▶ _Given entries_:
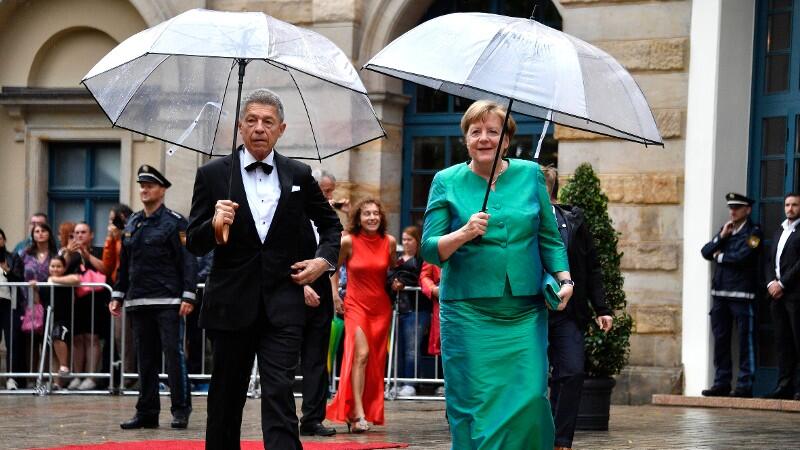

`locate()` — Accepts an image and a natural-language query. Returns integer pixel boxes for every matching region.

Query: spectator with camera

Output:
[0,229,23,390]
[65,222,109,391]
[102,203,136,388]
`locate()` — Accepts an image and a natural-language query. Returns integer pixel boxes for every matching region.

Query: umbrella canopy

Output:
[364,13,664,146]
[82,9,385,160]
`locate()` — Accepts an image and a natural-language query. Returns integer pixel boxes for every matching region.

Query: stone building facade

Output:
[0,0,768,403]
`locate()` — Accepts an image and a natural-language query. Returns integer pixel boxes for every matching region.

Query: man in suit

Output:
[766,192,800,400]
[300,214,336,436]
[542,167,614,450]
[187,89,342,450]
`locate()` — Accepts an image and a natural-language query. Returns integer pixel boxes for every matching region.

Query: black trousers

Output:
[709,296,756,390]
[186,293,205,374]
[206,307,303,450]
[300,275,333,425]
[547,311,584,447]
[769,299,800,393]
[126,307,192,418]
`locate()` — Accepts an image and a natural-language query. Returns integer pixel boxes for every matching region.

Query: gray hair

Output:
[319,170,336,184]
[239,88,283,122]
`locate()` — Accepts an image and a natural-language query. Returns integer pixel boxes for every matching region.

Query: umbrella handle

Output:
[213,223,231,245]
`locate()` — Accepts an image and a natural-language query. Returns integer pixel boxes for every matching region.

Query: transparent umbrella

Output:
[364,13,664,211]
[82,9,385,160]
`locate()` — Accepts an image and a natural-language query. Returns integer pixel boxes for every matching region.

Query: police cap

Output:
[136,164,172,188]
[725,192,754,206]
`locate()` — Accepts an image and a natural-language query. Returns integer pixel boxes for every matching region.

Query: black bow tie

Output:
[244,161,272,175]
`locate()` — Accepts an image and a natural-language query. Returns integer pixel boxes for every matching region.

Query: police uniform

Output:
[701,192,763,397]
[112,165,196,429]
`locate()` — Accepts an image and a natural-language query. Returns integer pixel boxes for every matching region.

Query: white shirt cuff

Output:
[320,256,336,272]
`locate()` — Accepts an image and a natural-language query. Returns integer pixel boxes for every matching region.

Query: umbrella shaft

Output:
[228,59,247,198]
[481,98,514,212]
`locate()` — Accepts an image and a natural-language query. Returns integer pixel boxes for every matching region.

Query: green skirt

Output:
[440,285,555,450]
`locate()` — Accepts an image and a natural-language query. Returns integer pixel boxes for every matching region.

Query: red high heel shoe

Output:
[347,417,370,434]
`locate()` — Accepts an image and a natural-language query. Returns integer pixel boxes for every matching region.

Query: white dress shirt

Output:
[239,147,281,243]
[767,219,800,287]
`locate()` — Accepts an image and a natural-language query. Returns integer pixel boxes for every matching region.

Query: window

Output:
[47,142,120,247]
[748,0,800,393]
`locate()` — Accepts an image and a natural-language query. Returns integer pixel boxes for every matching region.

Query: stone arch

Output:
[28,27,117,87]
[128,0,197,27]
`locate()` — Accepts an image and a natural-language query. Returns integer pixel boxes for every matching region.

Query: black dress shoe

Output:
[119,416,158,430]
[300,422,336,436]
[731,388,753,398]
[764,388,792,400]
[701,386,731,397]
[169,416,189,430]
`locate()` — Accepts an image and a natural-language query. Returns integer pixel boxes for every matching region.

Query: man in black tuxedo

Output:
[766,192,800,400]
[187,89,342,450]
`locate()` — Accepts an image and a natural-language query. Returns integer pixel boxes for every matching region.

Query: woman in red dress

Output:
[326,199,397,433]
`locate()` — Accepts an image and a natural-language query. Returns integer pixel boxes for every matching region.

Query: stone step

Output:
[652,394,800,413]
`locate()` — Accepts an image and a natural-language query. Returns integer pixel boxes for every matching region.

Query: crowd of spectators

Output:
[0,202,450,396]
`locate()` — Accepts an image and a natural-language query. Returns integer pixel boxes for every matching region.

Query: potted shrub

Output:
[559,163,633,430]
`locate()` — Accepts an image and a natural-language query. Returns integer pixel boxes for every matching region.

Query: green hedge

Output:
[559,163,633,377]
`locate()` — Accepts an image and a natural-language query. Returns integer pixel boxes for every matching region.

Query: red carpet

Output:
[30,441,408,450]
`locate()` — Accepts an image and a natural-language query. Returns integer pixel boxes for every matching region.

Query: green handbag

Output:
[542,271,561,311]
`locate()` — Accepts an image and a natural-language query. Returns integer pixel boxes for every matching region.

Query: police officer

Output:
[701,192,762,397]
[109,165,196,430]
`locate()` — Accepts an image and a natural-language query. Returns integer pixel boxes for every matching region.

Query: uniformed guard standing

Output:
[109,165,196,430]
[701,192,762,397]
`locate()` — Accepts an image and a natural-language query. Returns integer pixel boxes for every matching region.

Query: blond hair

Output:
[461,100,517,142]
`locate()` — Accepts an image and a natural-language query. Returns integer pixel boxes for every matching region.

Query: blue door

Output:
[401,0,561,228]
[748,0,800,394]
[47,142,120,247]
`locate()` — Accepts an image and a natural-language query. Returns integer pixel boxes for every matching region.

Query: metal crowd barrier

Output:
[384,287,444,400]
[0,282,115,395]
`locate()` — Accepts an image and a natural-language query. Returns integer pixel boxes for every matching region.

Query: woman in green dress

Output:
[422,100,572,450]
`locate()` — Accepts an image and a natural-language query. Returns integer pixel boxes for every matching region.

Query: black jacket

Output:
[187,150,342,330]
[764,222,800,301]
[551,205,612,328]
[112,205,197,308]
[700,217,763,300]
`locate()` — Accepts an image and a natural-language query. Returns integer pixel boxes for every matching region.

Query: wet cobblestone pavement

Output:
[0,395,800,450]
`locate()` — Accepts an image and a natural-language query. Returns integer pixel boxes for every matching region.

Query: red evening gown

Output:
[326,234,394,425]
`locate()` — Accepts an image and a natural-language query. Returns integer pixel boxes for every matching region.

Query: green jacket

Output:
[422,159,569,300]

▶ _To be done_:
Turn all the rows above into a Markdown table with the columns Number and Line, putting each nonblank line in its own numbered entry and skipping blank lines. Leave the pictures out of your answer.

▶ _Exercise answer_:
| Number | Line |
|---|---|
| 1 | `locate()` — Accepts an image and a natural-language query. Returns integer pixel boxes for every matching region. |
| 2 | Query: spectator with camera |
| 3 | Output: |
| 4 | [0,229,23,390] |
| 5 | [65,222,109,391] |
| 6 | [102,203,136,388] |
| 7 | `locate()` — Accepts an image and a natural-language query. Returns integer pixel boxes for every matching region. |
| 8 | Query: umbrella canopy |
| 9 | Output: |
| 10 | [364,13,664,146] |
| 11 | [82,9,385,160] |
| 12 | `locate()` — Accepts an image and a natural-language query. Returns integer pixel boxes for every matching region. |
| 13 | Query: stone building facade |
| 14 | Output: |
| 15 | [0,0,768,403] |
| 16 | `locate()` — Accepts an image and a natural-language query. Returns integer pixel boxes for every matching region. |
| 17 | Query: man in suit |
| 18 | Output: |
| 19 | [766,192,800,400] |
| 20 | [300,214,336,436] |
| 21 | [542,167,614,450] |
| 22 | [187,89,342,450] |
| 23 | `locate()` — Accepts an image and a natural-language query. Returns integer pixel boxes for every matching region. |
| 24 | Query: black trousers |
| 25 | Output: |
| 26 | [709,296,756,390] |
| 27 | [186,293,205,374] |
| 28 | [206,307,303,450] |
| 29 | [300,275,333,425] |
| 30 | [547,311,584,447] |
| 31 | [769,299,800,393] |
| 32 | [126,307,192,418] |
| 33 | `locate()` — Accepts an image and a natural-language query. Returns integer pixel boxes for every matching region. |
| 34 | Query: gray hair |
| 35 | Output: |
| 36 | [319,170,336,184] |
| 37 | [239,88,283,122] |
| 38 | `locate()` — Accepts an image and a natural-language query. Returns integer pixel boxes for every matching region. |
| 39 | Query: umbrella handle |
| 40 | Output: |
| 41 | [213,223,231,245] |
| 42 | `locate()` — Accepts an image and a natural-language query. Returns integer pixel boxes for every matching region. |
| 43 | Query: transparent umbrella |
| 44 | Output: |
| 45 | [364,13,664,211] |
| 46 | [82,9,385,160] |
| 47 | `locate()` — Accepts an image and a natural-language query. Returns integer pixel boxes for every matching region. |
| 48 | Query: police cap |
| 49 | Output: |
| 50 | [136,164,172,188] |
| 51 | [725,192,754,206] |
| 52 | `locate()` — Accepts an image and a natural-language query. Returns integer pixel boxes for every matching region. |
| 53 | Query: black bow tie |
| 54 | Output: |
| 55 | [244,161,272,175] |
| 56 | `locate()` — Accepts an image and a natural-language query. Returns integer pixel boxes for every matching region. |
| 57 | Query: police uniform |
| 58 | Output: |
| 59 | [701,192,763,397] |
| 60 | [112,165,196,429] |
| 61 | `locate()` — Accepts an image and a natural-language query. Returns integer pixel boxes for every matching region. |
| 62 | Query: white shirt cuff |
| 63 | Output: |
| 64 | [320,256,336,272] |
| 65 | `locate()` — Accepts an image and a natural-language query. Returns integer pixel boxes for every matching region. |
| 66 | Query: umbrella shaft |
| 67 | Output: |
| 68 | [228,59,247,198] |
| 69 | [481,98,514,212] |
| 70 | `locate()` — Accepts an image and a natural-language query. Returns integer pixel boxes for every matching region. |
| 71 | Query: green skirt |
| 72 | Output: |
| 73 | [440,285,555,450] |
| 74 | `locate()` — Accepts an image and a natural-language query. Returns integer pixel boxes for every matching region. |
| 75 | Query: red high heel shoe |
| 76 | Output: |
| 77 | [347,417,370,434] |
| 78 | `locate()` — Accepts an image and a natural-language query. Returns integer pixel boxes for every matching region. |
| 79 | Query: white dress shirt |
| 80 | Output: |
| 81 | [239,147,281,243] |
| 82 | [767,219,800,287] |
| 83 | `locate()` — Accepts an image and a natural-language query. Returns integer pixel boxes for every matching region. |
| 84 | Query: window |
| 85 | Output: |
| 86 | [47,142,120,247] |
| 87 | [748,0,800,393] |
| 88 | `locate()` — Accepts an image and a natural-language query. Returns integer pixel boxes for every matching region. |
| 89 | Query: stone arch |
| 90 | Output: |
| 91 | [28,27,117,87] |
| 92 | [128,0,197,27] |
| 93 | `locate()` — Accepts an image and a natural-language query. Returns integer pixel boxes for every matching region. |
| 94 | Query: black dress shoe |
| 95 | Output: |
| 96 | [119,416,158,430] |
| 97 | [300,422,336,436] |
| 98 | [731,388,753,398] |
| 99 | [764,388,792,400] |
| 100 | [701,386,731,397] |
| 101 | [169,416,189,430] |
| 102 | `locate()` — Accepts an image and a natural-language query. Returns integer pixel boxes for every matching region. |
| 103 | Query: man in black tuxedo |
| 104 | Output: |
| 105 | [766,192,800,400] |
| 106 | [187,89,342,450] |
| 107 | `locate()` — Accepts an image and a natural-language query. Returns integer pixel boxes for every matching region. |
| 108 | Query: woman in red dress |
| 109 | Output: |
| 110 | [326,199,397,433] |
| 111 | `locate()` — Accepts an image and a natural-language query. Returns integer pixel boxes for every matching region. |
| 112 | Query: stone step |
| 113 | Output: |
| 114 | [652,394,800,413] |
| 115 | `locate()` — Accepts an image and a natural-language query. Returns integer pixel boxes for every matching region. |
| 116 | Query: crowd of spectators |
| 117 | Output: |
| 118 | [0,202,450,396] |
| 119 | `locate()` — Accepts an image and a natural-language query. Returns integer pixel boxes for every matching region. |
| 120 | Query: potted shrub |
| 121 | Output: |
| 122 | [559,163,633,430] |
| 123 | `locate()` — Accepts an image and a natural-language query. Returns integer pixel boxes for every matching region. |
| 124 | Query: green hedge |
| 125 | Output: |
| 126 | [559,163,633,377] |
| 127 | `locate()` — Accepts an image and a natural-language query. Returns integer pixel boxes for every matching region. |
| 128 | Query: red carpet |
| 129 | Output: |
| 130 | [30,441,408,450] |
| 131 | `locate()` — Accepts an image and a natural-language query. Returns integer pixel boxes for every matching region. |
| 132 | Query: green handbag |
| 133 | Output: |
| 134 | [542,271,561,311] |
| 135 | `locate()` — Accepts an image and a natural-language query. Returns integer pixel boxes for every matching region. |
| 136 | Query: police officer |
| 137 | Output: |
| 138 | [701,192,762,397] |
| 139 | [109,165,196,430] |
| 140 | `locate()` — Accepts an image and a natural-language query. Returns integer pixel boxes for every matching region. |
| 141 | Query: uniformed guard standing |
| 142 | Output: |
| 143 | [109,165,196,430] |
| 144 | [701,192,762,397] |
| 145 | `locate()` — Accepts an image and a natural-language query. Returns integer pixel boxes for every matching region. |
| 146 | Query: blond hair |
| 147 | Output: |
| 148 | [461,100,517,142] |
| 149 | `locate()` — Accepts an image and a natural-language query. Returns integer pixel boxes for every matching region. |
| 150 | Query: blue door |
| 151 | Output: |
| 152 | [401,0,561,228] |
| 153 | [748,0,800,394] |
| 154 | [47,142,120,247] |
| 155 | `locate()` — Accepts an image and a natural-language query. Returns integer pixel boxes for every matching region. |
| 156 | Query: metal crowd barrier |
| 157 | Output: |
| 158 | [384,287,444,400] |
| 159 | [0,282,115,395] |
| 160 | `locate()` — Accepts an image and a natural-language query. Returns integer pixel boxes for every matching region. |
| 161 | Query: woman in green dress |
| 162 | Output: |
| 163 | [422,100,572,450] |
| 164 | `locate()` — Accepts an image and a natural-language query. Returns integer pixel boxes for every matching region. |
| 165 | Query: black jacket |
| 166 | Output: |
| 167 | [187,150,342,330] |
| 168 | [764,222,800,301] |
| 169 | [551,205,612,328] |
| 170 | [112,205,197,308] |
| 171 | [700,217,763,300] |
| 172 | `locate()` — Accepts an image and a natural-language query. Returns integer pixel boxes for every matching region. |
| 173 | Query: wet cobblestone pavement |
| 174 | Output: |
| 175 | [0,395,800,450] |
| 176 | `locate()` — Accepts an image and a natural-language query. Returns integer pixel boxes for every matching region. |
| 177 | Query: red evening gown |
| 178 | Output: |
| 179 | [326,234,394,425] |
| 180 | `locate()` — Accepts an image and a natural-language query. Returns integer pixel boxes for every matching region. |
| 181 | Query: green jacket |
| 182 | Output: |
| 183 | [422,159,569,300] |